## Task requirements
Convert the lines below into a JSON list of strings, one string per line, skipping blank lines and leaving out the pictures.

## Excerpted records
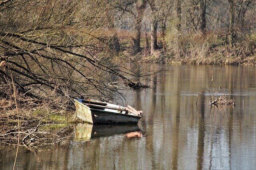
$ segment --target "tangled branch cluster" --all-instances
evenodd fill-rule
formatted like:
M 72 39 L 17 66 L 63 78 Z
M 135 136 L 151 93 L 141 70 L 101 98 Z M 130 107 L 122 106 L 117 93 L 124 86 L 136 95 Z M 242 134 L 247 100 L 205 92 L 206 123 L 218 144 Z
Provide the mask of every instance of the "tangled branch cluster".
M 36 150 L 60 142 L 66 142 L 66 139 L 72 137 L 67 135 L 68 134 L 67 132 L 70 130 L 70 126 L 65 127 L 58 131 L 50 130 L 47 127 L 54 124 L 42 122 L 43 118 L 37 123 L 35 120 L 23 121 L 21 125 L 11 129 L 8 126 L 2 128 L 0 130 L 0 142 L 6 144 L 15 145 L 17 144 L 19 140 L 20 145 L 30 150 Z

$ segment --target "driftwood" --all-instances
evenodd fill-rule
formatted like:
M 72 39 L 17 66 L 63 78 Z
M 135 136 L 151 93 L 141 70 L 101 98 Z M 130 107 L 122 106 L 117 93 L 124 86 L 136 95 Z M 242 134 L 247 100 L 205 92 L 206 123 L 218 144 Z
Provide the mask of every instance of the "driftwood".
M 124 81 L 124 84 L 134 90 L 140 90 L 150 87 L 150 86 L 144 84 L 140 82 L 136 82 L 131 80 Z
M 0 128 L 0 142 L 6 144 L 20 145 L 31 150 L 42 149 L 46 146 L 55 144 L 60 142 L 66 142 L 66 138 L 72 136 L 67 135 L 67 131 L 73 130 L 70 126 L 66 126 L 58 131 L 49 129 L 50 126 L 56 124 L 46 124 L 42 120 L 49 114 L 42 118 L 38 122 L 35 121 L 23 121 L 20 126 L 10 128 L 10 125 L 2 125 Z
M 215 106 L 218 106 L 220 105 L 232 105 L 233 106 L 236 106 L 236 103 L 234 99 L 230 99 L 227 98 L 226 95 L 223 92 L 223 94 L 222 95 L 220 96 L 219 97 L 217 97 L 216 96 L 216 93 L 217 92 L 215 90 L 213 94 L 211 94 L 210 91 L 205 88 L 210 93 L 210 101 L 209 104 L 211 105 L 213 105 Z M 220 89 L 221 89 L 221 87 L 220 87 Z

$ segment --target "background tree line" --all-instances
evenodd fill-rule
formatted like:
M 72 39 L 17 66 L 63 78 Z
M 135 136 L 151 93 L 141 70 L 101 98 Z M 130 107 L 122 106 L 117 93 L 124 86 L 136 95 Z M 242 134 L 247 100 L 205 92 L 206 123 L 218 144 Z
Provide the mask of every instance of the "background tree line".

## Solution to this exercise
[
  "$ segment --target \"tangled branch cluster\" --all-instances",
  "evenodd fill-rule",
  "formatted like:",
  "M 72 39 L 17 66 L 63 78 Z",
  "M 135 136 L 151 93 L 141 70 L 101 98 Z M 130 107 L 122 106 L 117 93 L 124 86 L 136 95 Z M 242 134 L 247 100 L 205 92 L 206 123 L 218 144 Z",
  "Provide the mask of every instance of the \"tangled branch cluster\".",
  "M 36 150 L 60 142 L 66 142 L 66 139 L 72 137 L 67 135 L 68 134 L 67 132 L 70 130 L 70 126 L 65 127 L 58 131 L 50 130 L 47 127 L 54 124 L 42 122 L 43 118 L 37 123 L 35 120 L 23 121 L 21 125 L 11 129 L 8 126 L 2 128 L 0 130 L 0 142 L 6 144 L 15 145 L 17 144 L 19 140 L 20 145 L 30 150 Z",
  "$ segment --target \"driftwood\" --all-instances",
  "evenodd fill-rule",
  "formatted like:",
  "M 72 39 L 17 66 L 63 78 Z",
  "M 135 136 L 151 93 L 141 70 L 101 98 Z M 130 107 L 122 106 L 117 93 L 124 86 L 136 95 Z M 242 134 L 247 100 L 205 92 L 206 123 L 218 144 Z",
  "Provide the mask of every instance of the \"driftwood\".",
  "M 124 81 L 124 84 L 134 90 L 140 90 L 150 87 L 150 86 L 144 84 L 140 82 L 136 82 L 131 80 Z",
  "M 0 128 L 0 142 L 6 144 L 20 145 L 31 150 L 42 149 L 46 146 L 55 144 L 60 142 L 66 142 L 66 138 L 72 136 L 67 135 L 67 131 L 73 130 L 70 126 L 66 126 L 58 131 L 49 129 L 50 126 L 56 124 L 46 124 L 42 120 L 49 114 L 42 118 L 38 122 L 35 121 L 23 121 L 20 126 L 10 128 L 10 125 L 2 125 Z",
  "M 215 106 L 218 106 L 220 105 L 232 105 L 233 106 L 236 106 L 236 103 L 234 99 L 230 99 L 227 98 L 226 95 L 223 92 L 223 94 L 222 95 L 220 96 L 219 97 L 217 97 L 216 96 L 216 93 L 217 92 L 215 90 L 213 94 L 211 94 L 210 91 L 205 88 L 210 93 L 210 101 L 209 104 L 211 105 L 213 105 Z M 220 89 L 221 89 L 221 87 L 220 87 Z",
  "$ segment --target \"background tree line\" --all-instances",
  "evenodd fill-rule",
  "formatted like:",
  "M 72 39 L 17 66 L 63 78 Z",
  "M 135 136 L 151 93 L 141 70 L 101 98 Z M 130 107 L 122 106 L 117 93 L 124 86 L 136 95 Z M 242 134 L 247 100 L 205 92 L 206 123 L 218 144 Z",
  "Provide the mask of every instance of the \"background tree line\"."
]